Rugby – Coupe du monde - Damien Chouly : « J’ai encore faim ! »
La rédaction

Capitaine de Clermont, Damien Chouly fait partie des joueurs retenus par Philippe Saint-André pour disputer la Coupe du Monde (18 septembre – 31 octobre). Après une saison dantesque rythmée par deux finales malheureusement perdues, le troisième-ligne rêve de participer à son premier mondial avec le XV de France.

Vous avez connu une préparation physique très rude en vue de cette Coupe du monde. Tout va bien, physiquement et moralement ? Tout va bien très bien, oui. C’est vrai que les trois premières semaines de préparations ont été intensives mais pour prétendre à disputer une Coupe du Monde et être à la hauteur d’un tel événement, c’est un devoir que d’être au top de sa forme physique. Vous vous êtes déjà frotté à une préparation d’une telle intensité ? J’ai connu des préparations costaudes en club mais c’est la première du genre. L’intensité était vraiment forte puisque nous avons eu jusqu’à quatre entraînements par jour. C’était un mélange entre 70% de physique et 30% de rugby, à base de séance de musculation, de fitness et un peu d’entraînement sur le terrain. C’était nouveau pour moi mais nous avions été prévenus par le staff que ce serait une cadence redoutable. Le staff avait déjà annoncé la couleur lors des précédents rassemblements ? Oui, lorsqu’on s’est quitté à la fin du tournoi des 6 Nations, le staff avait déjà parlé de cette préparation. C’était un élément clé pour la suite, une étape indispensable avant de se présenter dans une Coupe du Monde où vous disputez un match tous les quatre jours. Cette préparation, ça aussi été l’occasion pour le groupe de vivre ensemble, créer des liens ? Complètement. C’est vrai que d’habitude, avec l’équipe de France, on se retrouve le lundi pour jouer le samedi. Avec le calendrier infernal des compétitions, nous manquons de temps pour construire et bâtir des choses importantes dans la vie d’une équipe. Là, on a commencé par passer trois semaines non stop ensemble ! C’était génial et ça nous a permis de prendre le temps, d’apprendre à se connaître mieux. Les affinités se créent ou se renforcent, nous avons été mis dans des situations qui ont permis au groupe de se cimenter…

« ON EST BIEN ENSEMBLE, TOUT LE MONDE EST CONCERNÉ »

- [MATÉRIEL FOURNI]
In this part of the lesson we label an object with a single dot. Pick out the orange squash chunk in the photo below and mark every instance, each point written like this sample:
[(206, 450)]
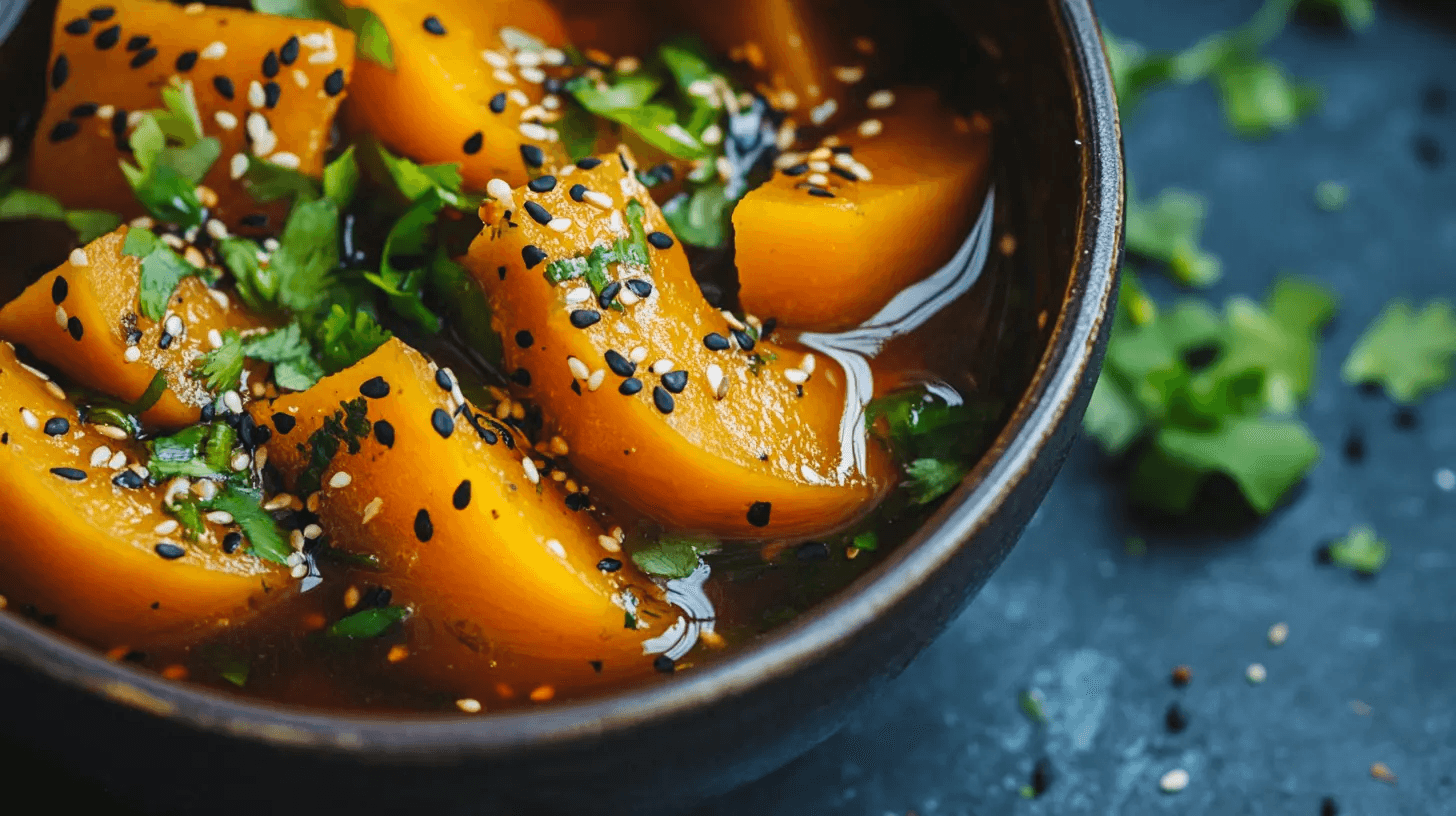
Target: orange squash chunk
[(89, 550), (107, 67), (457, 92), (83, 318), (830, 263), (663, 402), (503, 577)]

- [CONSIGNE DÉTAILLÉE]
Pouvez-vous recopier mot pour mot le passage du texte à lire qui commence aux mots « Rugby – Coupe » et s'arrête après « XV de France. » ?

- [RÉPONSE ATTENDUE]
Rugby – Coupe du monde - Damien Chouly : « J’ai encore faim ! »
La rédaction

Capitaine de Clermont, Damien Chouly fait partie des joueurs retenus par Philippe Saint-André pour disputer la Coupe du Monde (18 septembre – 31 octobre). Après une saison dantesque rythmée par deux finales malheureusement perdues, le troisième-ligne rêve de participer à son premier mondial avec le XV de France.